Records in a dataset
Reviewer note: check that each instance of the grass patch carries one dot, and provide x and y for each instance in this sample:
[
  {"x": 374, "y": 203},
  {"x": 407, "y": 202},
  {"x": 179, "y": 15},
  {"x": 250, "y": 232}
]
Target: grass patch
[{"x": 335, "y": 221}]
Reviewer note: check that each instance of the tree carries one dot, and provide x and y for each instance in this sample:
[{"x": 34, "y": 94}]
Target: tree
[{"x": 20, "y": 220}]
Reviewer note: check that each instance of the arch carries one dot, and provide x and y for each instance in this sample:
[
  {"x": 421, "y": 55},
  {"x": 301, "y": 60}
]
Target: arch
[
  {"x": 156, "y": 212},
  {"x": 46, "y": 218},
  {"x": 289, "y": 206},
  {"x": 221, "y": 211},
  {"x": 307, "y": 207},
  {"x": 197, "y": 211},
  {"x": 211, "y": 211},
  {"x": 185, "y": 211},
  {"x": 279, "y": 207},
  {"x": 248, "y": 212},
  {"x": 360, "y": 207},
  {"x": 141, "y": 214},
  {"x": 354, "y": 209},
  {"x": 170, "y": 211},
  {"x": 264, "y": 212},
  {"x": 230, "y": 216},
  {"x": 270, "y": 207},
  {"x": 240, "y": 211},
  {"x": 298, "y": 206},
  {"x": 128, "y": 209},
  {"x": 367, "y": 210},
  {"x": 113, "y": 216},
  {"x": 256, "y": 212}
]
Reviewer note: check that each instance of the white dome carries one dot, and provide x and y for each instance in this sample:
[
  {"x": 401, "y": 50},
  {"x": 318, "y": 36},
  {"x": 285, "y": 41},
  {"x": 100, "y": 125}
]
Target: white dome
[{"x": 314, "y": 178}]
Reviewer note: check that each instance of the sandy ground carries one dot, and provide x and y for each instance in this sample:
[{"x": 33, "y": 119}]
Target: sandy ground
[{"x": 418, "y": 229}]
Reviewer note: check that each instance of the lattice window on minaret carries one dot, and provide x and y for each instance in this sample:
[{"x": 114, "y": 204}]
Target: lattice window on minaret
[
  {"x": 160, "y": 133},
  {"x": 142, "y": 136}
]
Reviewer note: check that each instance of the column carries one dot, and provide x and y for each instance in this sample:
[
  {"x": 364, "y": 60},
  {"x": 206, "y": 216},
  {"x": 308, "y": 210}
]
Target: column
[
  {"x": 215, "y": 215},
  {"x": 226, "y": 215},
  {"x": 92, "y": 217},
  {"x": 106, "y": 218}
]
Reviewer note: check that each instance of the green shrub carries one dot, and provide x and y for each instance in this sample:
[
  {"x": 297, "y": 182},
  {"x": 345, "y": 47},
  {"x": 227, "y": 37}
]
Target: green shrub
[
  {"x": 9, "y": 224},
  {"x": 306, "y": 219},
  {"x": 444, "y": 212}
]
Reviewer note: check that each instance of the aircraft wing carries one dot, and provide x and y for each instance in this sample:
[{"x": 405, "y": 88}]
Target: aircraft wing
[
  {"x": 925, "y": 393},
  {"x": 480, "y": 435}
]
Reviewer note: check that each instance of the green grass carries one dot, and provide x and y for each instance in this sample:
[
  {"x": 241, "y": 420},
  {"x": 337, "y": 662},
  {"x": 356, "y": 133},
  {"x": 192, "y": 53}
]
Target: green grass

• WRITTEN TASK
Return the records above with every line unchanged.

• CORRECT OUTPUT
Reviewer note: check that each instance of the grass patch carries one dot, and provide x and y for each instance in this sample:
[
  {"x": 374, "y": 203},
  {"x": 407, "y": 202},
  {"x": 179, "y": 15},
  {"x": 250, "y": 232}
]
Target: grass patch
[{"x": 335, "y": 221}]
Reviewer note: check that each instance of the tree carries one dot, and provide x and y for each instance in this sample:
[{"x": 34, "y": 94}]
Target: tree
[{"x": 20, "y": 220}]
Reviewer note: check that each instance of the arch carries one dot, and provide x and y for each instance in this sample:
[
  {"x": 421, "y": 55},
  {"x": 301, "y": 60}
]
Target: arch
[
  {"x": 156, "y": 212},
  {"x": 46, "y": 218},
  {"x": 289, "y": 206},
  {"x": 221, "y": 211},
  {"x": 307, "y": 207},
  {"x": 197, "y": 211},
  {"x": 211, "y": 211},
  {"x": 185, "y": 211},
  {"x": 279, "y": 207},
  {"x": 248, "y": 212},
  {"x": 360, "y": 207},
  {"x": 141, "y": 214},
  {"x": 354, "y": 209},
  {"x": 170, "y": 211},
  {"x": 264, "y": 212},
  {"x": 230, "y": 216},
  {"x": 270, "y": 207},
  {"x": 240, "y": 211},
  {"x": 298, "y": 206},
  {"x": 128, "y": 209},
  {"x": 367, "y": 210},
  {"x": 113, "y": 216},
  {"x": 256, "y": 212}
]
Reviewer note: check that each instance of the white dome carries one dot, and provide x and y for each instance in this sample:
[
  {"x": 401, "y": 50},
  {"x": 318, "y": 36},
  {"x": 285, "y": 41},
  {"x": 100, "y": 125}
]
Target: white dome
[{"x": 314, "y": 178}]
Reviewer note: check that each instance of the sandy ground carries one dot, and provide x and y for each instance in this sample:
[{"x": 33, "y": 119}]
Target: sandy ground
[{"x": 418, "y": 229}]
Reviewer note: check that each instance of the lattice window on minaret carries one dot, and provide x and y for each instance in this sample:
[{"x": 114, "y": 204}]
Target: lattice window on minaret
[
  {"x": 160, "y": 133},
  {"x": 142, "y": 136}
]
Reviewer note: check that each instance of the column carries one dot, and provide x and y for each instance in this sample:
[
  {"x": 364, "y": 60},
  {"x": 206, "y": 216},
  {"x": 308, "y": 210}
]
Target: column
[
  {"x": 215, "y": 215},
  {"x": 226, "y": 215},
  {"x": 92, "y": 217},
  {"x": 106, "y": 218}
]
Reviewer note: check that each instance of the green shrub carries one dot, and provide x and y for each instance in this sample:
[
  {"x": 297, "y": 182},
  {"x": 345, "y": 47},
  {"x": 227, "y": 37}
]
Target: green shrub
[
  {"x": 9, "y": 224},
  {"x": 306, "y": 219},
  {"x": 444, "y": 212}
]
Reviewer note: check that each instance of the aircraft wing carries one dot, and provide x and y for each instance in this sample:
[{"x": 405, "y": 88}]
Target: aircraft wing
[
  {"x": 925, "y": 393},
  {"x": 480, "y": 435}
]
Reviewer note: check that each instance of the green grass carries one dot, and provide x and y for each instance in this sample:
[
  {"x": 241, "y": 420},
  {"x": 337, "y": 662},
  {"x": 356, "y": 133},
  {"x": 192, "y": 53}
]
Target: green grass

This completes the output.